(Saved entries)
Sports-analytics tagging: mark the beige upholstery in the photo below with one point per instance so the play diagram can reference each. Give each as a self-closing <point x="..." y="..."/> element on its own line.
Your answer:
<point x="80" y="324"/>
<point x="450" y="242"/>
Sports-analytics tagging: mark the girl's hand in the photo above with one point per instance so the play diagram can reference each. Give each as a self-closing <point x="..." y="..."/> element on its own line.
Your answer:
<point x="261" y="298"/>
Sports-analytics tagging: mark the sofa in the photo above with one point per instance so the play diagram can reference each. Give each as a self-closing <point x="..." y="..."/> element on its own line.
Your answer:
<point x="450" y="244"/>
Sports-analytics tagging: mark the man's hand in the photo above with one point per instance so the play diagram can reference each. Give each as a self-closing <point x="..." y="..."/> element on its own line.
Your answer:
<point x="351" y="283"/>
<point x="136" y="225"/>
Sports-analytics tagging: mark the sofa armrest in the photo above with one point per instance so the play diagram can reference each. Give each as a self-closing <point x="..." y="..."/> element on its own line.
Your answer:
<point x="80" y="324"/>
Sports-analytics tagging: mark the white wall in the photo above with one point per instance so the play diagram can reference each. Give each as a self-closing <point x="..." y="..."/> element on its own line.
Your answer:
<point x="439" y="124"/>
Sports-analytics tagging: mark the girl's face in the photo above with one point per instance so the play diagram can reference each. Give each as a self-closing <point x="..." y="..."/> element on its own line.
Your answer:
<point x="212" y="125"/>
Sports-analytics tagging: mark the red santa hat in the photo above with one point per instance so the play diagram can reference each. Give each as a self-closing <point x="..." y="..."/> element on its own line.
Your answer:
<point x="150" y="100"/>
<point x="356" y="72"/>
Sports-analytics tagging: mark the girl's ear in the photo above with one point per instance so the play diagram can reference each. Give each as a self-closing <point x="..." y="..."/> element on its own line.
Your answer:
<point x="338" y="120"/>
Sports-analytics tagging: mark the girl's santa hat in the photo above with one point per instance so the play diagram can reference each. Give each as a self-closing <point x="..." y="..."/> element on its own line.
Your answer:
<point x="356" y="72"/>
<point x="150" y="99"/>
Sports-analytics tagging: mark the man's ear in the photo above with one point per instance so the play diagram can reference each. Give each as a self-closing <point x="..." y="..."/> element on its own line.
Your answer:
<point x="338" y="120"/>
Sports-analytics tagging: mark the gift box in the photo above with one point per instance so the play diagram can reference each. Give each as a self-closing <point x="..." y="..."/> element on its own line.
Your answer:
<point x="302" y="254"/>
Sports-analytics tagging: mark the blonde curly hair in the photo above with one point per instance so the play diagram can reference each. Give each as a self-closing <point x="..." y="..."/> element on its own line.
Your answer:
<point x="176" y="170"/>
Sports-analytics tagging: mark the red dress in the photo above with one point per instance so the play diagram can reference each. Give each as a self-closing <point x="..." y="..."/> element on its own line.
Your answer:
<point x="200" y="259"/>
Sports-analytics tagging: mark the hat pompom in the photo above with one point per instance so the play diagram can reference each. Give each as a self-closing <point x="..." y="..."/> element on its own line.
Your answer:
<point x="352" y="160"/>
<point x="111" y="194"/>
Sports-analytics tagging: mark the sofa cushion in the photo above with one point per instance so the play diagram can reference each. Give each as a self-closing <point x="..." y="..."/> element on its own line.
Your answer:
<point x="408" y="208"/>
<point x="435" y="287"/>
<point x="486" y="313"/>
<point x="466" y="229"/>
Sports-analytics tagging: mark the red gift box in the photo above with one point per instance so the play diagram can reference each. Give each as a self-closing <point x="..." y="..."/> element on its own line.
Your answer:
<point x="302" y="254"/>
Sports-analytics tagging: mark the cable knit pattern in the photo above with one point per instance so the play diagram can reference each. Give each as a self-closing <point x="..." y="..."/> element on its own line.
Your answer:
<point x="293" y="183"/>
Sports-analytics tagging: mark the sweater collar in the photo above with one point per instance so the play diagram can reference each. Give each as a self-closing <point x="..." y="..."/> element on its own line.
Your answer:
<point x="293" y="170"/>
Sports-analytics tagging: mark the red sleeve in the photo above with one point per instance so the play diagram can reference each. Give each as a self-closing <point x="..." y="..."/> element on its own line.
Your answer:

# [What to produce]
For the word "santa", show every line of the entries that holds it.

# [Written reply]
Sports-analytics tagging: mark the red santa hat in the photo above with one point per instance so the play diagram can reference each. Give each as a self-closing <point x="..." y="..."/> element on its own line.
Sports-analytics tagging: mark the girl's santa hat in the photo above with one point per instance so the play diagram can reference each. Give each as a self-closing <point x="..." y="..."/> element on its own line.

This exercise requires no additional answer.